EXTRACTED TEXT

● ● ● ● ● ● ●

Speranza
J. McWhorter writes, in "Like, Degrading the Language? No Way" -- The New York
Times --: "If there is one thing that unites Americans of all stripes, it
is the belief that, whatever progress [America] might be making, [Americans] are moving *backward* on language."
Of course we don't agree!
McWhorter continues:
"Just look at the crusty discourse level of comments sections and the
recreational choppiness of text messages and hit pop songs."
But they are written by Canadians! Justin Bieber, etc.
McWhorter continues:
"However, amid
what often seems like the slack-jawed devolution of a once-mighty language [American English], we
can find evidence for, of all things, a growing sophistication."
"Yes,
sophistication — even in the likes of, well, “like,” used so prolifically by
people under a certain age."
Where Wittgenstein would not be certain (in "On Certainty") what McWhorter means by 'certain'.
McWhorter goes on:
"We associate 'like' with ingrained hesitation, a fear of
venturing a definite statement."
Cfr. Grice, "Do not say what you lack adequate evidence for."
McWhorter:
"Yet the hesitation can be seen less as a matter
of confidence than one of consideration."
"“Like” often functions to
acknowledge objection while underlining one’s own point."
"To say:
(i) This is, like,
the only way to make it work.
is to recognize implicitly that this news may be
unwelcome to the Griceian addressee, and to soften the blow by offering the utterer’s suggestion
discreetly swathed in a garb of hypotheticality.
Or consider:
(ii) Like, the only way to do
it.
operates on the same principle as other expressions, such as making a
request with the phrasing:
(iii) “If you could open the door ...”
Hypothetical, when
what you intend is quite concrete.
“Like” can seem somehow sloppier, but only
because novelty always has a way of *seeming* sloppy.
What’s
actually happening is that casual American English speech is, in its “like” fetish, more
polite than it was before.
Cfr. Robin Tolmach Lakoff on re-interpreting Grice's maxims and expanding on Grice's idea that we may (or might) add (but we won't) a maxim,
"be polite".
(They don't generate conversational implicatures for Grice, which, as an Oxford philosopher working on the tradition of the G. E. Moore pragmatic implications, was all that he cared for).
Sooner than we know it, the people using “like” this
way will be on walkers, and all will be right with the world.
The use of
“totally” mines the same vein.
(iv) He is totally going to call you.
does NOT mean:
(v) He is going to call you in a total fashion.

● ● ● ● ● ● ●

PROVIDED DATA

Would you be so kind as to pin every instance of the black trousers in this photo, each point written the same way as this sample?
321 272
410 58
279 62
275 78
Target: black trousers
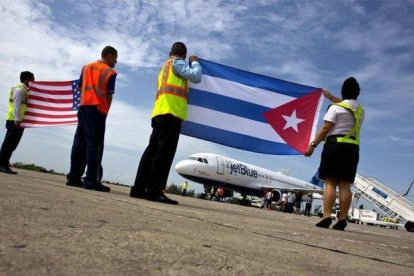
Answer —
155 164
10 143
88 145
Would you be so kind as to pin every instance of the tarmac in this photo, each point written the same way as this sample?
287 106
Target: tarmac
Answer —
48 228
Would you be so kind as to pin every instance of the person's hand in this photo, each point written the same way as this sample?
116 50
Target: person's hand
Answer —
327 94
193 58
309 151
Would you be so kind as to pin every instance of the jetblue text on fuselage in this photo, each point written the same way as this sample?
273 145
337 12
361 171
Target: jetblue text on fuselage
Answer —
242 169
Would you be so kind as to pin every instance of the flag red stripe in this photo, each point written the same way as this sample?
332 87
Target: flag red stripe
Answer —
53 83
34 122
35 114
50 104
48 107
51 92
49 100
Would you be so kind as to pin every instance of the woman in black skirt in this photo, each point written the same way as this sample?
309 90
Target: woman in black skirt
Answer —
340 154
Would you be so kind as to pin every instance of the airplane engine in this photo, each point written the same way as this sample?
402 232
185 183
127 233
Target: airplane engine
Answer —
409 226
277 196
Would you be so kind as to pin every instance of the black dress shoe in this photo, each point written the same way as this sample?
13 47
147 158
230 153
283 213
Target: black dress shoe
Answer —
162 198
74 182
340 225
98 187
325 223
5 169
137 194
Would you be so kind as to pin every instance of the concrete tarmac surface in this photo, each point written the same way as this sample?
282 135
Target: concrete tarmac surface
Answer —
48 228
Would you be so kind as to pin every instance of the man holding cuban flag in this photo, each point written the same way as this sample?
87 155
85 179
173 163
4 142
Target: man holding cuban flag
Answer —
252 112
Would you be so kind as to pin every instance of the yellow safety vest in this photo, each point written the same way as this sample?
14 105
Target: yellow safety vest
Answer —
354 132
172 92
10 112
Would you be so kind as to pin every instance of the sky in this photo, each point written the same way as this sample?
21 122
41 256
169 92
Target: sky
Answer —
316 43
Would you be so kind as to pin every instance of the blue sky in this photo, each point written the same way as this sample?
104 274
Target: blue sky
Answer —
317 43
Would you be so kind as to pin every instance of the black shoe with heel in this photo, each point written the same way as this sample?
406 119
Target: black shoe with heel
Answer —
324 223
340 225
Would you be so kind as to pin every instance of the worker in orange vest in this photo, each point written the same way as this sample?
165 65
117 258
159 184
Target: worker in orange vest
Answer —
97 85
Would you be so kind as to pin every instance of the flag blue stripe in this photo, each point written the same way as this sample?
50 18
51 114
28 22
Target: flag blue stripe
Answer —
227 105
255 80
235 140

● ● ● ● ● ● ●

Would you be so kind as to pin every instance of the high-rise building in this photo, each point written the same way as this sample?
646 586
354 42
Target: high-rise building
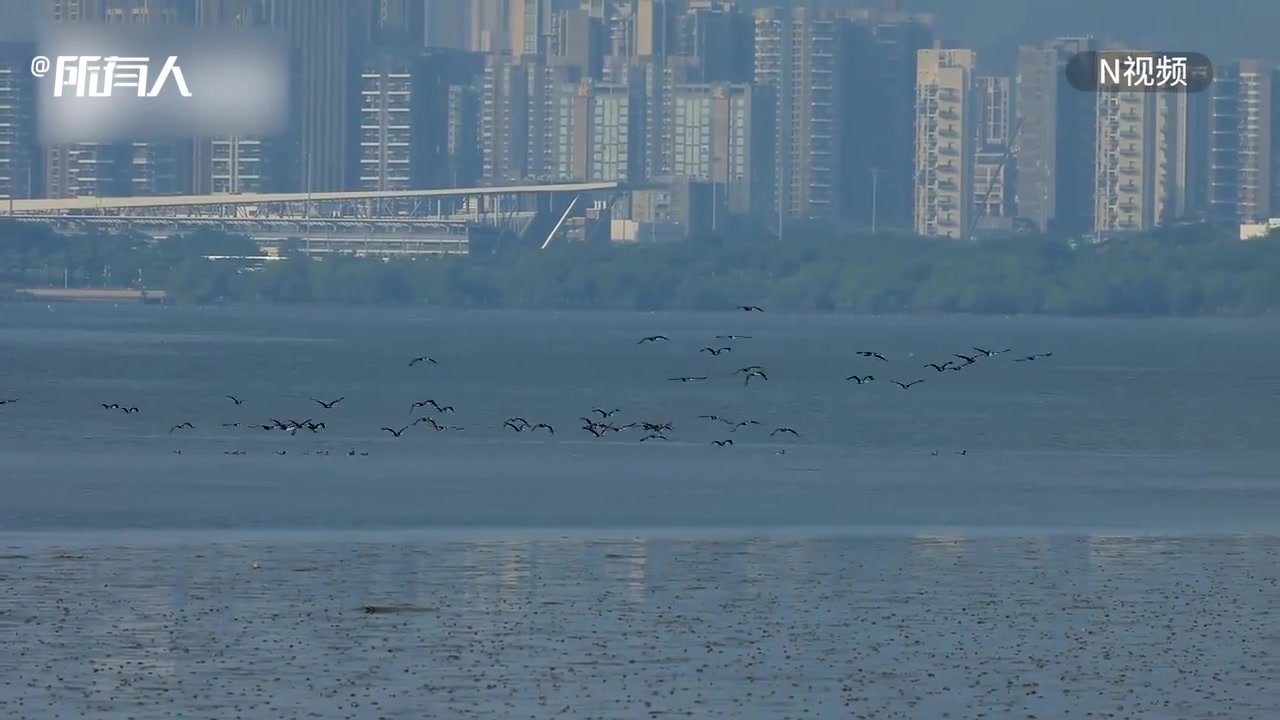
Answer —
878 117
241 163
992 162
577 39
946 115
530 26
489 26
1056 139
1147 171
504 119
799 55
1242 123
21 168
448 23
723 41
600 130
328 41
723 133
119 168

● ● ● ● ● ● ●

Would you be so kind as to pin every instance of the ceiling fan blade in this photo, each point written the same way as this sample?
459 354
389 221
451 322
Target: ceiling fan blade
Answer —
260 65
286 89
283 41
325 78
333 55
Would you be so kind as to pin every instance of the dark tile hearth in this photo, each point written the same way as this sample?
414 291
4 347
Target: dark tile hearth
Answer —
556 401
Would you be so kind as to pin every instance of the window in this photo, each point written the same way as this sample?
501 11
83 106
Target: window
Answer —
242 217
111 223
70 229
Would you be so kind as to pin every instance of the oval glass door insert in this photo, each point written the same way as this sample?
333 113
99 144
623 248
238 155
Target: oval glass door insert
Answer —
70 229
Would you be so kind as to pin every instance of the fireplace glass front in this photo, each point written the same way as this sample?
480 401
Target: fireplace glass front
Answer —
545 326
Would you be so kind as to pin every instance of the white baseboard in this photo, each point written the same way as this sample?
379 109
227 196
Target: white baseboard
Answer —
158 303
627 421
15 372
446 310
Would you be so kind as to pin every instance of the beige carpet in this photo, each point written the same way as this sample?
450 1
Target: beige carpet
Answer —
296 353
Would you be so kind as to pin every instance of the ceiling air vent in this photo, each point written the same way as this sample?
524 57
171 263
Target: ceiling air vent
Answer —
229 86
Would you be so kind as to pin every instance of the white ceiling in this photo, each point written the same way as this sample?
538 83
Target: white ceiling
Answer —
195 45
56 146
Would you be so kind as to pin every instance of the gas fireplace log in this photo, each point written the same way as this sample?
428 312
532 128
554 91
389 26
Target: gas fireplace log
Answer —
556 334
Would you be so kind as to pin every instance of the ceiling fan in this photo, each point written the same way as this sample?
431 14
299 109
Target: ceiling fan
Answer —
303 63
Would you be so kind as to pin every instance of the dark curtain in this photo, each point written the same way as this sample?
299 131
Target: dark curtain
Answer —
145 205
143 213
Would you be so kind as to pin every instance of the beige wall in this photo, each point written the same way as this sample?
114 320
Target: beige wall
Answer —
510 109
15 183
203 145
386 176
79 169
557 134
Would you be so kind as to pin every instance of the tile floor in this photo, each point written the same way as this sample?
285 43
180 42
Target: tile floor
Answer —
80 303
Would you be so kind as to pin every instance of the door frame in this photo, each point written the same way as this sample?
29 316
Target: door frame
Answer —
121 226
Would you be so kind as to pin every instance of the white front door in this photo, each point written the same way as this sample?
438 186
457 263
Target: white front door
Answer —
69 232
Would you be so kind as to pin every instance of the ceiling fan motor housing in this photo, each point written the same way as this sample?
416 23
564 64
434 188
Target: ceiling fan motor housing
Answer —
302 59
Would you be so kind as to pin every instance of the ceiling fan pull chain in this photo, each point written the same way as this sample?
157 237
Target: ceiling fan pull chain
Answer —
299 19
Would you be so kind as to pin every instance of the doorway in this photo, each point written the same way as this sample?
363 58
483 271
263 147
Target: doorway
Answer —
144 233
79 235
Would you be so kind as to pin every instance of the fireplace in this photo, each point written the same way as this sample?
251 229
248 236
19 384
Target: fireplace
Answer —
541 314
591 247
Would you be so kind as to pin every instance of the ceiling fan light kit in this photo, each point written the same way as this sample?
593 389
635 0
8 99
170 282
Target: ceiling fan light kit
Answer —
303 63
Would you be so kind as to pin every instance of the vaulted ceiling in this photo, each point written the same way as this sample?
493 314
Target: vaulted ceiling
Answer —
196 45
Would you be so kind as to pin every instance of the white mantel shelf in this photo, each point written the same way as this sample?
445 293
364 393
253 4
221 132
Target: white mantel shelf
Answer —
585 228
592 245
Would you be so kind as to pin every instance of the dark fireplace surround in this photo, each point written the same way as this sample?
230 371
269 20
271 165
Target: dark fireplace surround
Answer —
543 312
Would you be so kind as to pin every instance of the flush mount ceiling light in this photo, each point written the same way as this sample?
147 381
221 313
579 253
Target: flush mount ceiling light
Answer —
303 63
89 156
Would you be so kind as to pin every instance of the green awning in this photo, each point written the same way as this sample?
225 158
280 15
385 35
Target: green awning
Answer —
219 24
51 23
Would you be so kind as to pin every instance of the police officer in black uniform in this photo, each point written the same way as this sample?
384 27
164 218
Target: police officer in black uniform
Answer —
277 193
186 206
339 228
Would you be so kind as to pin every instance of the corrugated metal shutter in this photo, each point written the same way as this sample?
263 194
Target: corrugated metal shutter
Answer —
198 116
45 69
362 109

● ● ● ● ● ● ●

SET PROBLEM 1
Translate this sentence from the commentary on McWhorter's essay about "like" into Spanish: "We associate 'like' with ingrained hesitation, a fear of venturing a definite statement."
SET PROBLEM 2
According to McWhorter as quoted in the commentary on his essay about "like," what has casual American English speech become in its "like" fetish?
SET PROBLEM 3
Carry on the commentary on McWhorter's essay about "like" from the point where it stops.

WRITTEN RESPONSE 1
Asociamos 'like' con una vacilación arraigada, un miedo a aventurar una afirmación definitiva.

WRITTEN RESPONSE 2
More polite than it was before.

WRITTEN RESPONSE 3
It has a more specific meaning or implicature,
although only handled subconsciously by utterers, as so much of language is.
(iv) contains or carries or triggers an implicature, to wit:
(vi) Someone has said
otherwise.
Or, since as Grice notes, implicatures are indeterminate and disjunctional in nature:
(vii) The chances of it may seem slim at first glance but in fact
aren’t.
As with “like,” “totally” tracks and nods to the opinions of others.
It’s totally civilized.
And totally Griceian.
Linguistically, underneath the distractions of
incivility, America is taking a page from Dale Carnegie’s classic
“How to Win
Friends and Influence People.”
And also from Grice's classic, even if not American, "Logic and Conversation" (Oxford lectures, 1965, reprinted as William James Lectures, yes, American, at Harvard).
There is, overall, an awareness of the states of
minds of your Griceian addressee in much of what is typically regarded as Clearasil-scented
grammatical sloth.
Texting’s famous
(viii) lol
for instance, started as literally
meaning “laugh out loud".
But (viii) now serves the same function as the quiet chuckles
and giggles that decorate most casual conversations.
(vii) creates a comfort zone by calling
attention to sentiments held in common.
E.g.
(viii) I just studied for three hours lol.
No one would say that guffawing.
It is a graphic titter, channeling the very
particular drudgery the utterer and the addresee both associate with studying.
It
warms texting up into a graphic kind of spoken conversation.
In this
vein, the
(ix) Because love.
expression celebrated by the American Dialect
Society as the word of the year is just more of the same.
(x) Five second rule’ may be real, because science.
-- a blogger noted recently.
The usage has a specific
meaning, implying (or as Grice prefers, implicating -- he could be slightly pedantic) a wariness toward claims of scientific backing that all
readers presumably understand when, in this case, it comes to whether we can
actually always feel safe eating food off the floor.
The utterer is considering the views of
others, and he is stepping outside of his own heads.
“Because X” is another new way to say
“we’re all in this together.”
The increase in public profanity may seem to
speak against such a sunny perspective.
But what qualifies as profanity?
Today,
the “four letter” words traditionally termed profanity in American English are
more properly just salty.
As late as 1920, the lowlier word for excrement rarely
appeared in print.
Its use has increased a hundredfold since.
The uses of “damn”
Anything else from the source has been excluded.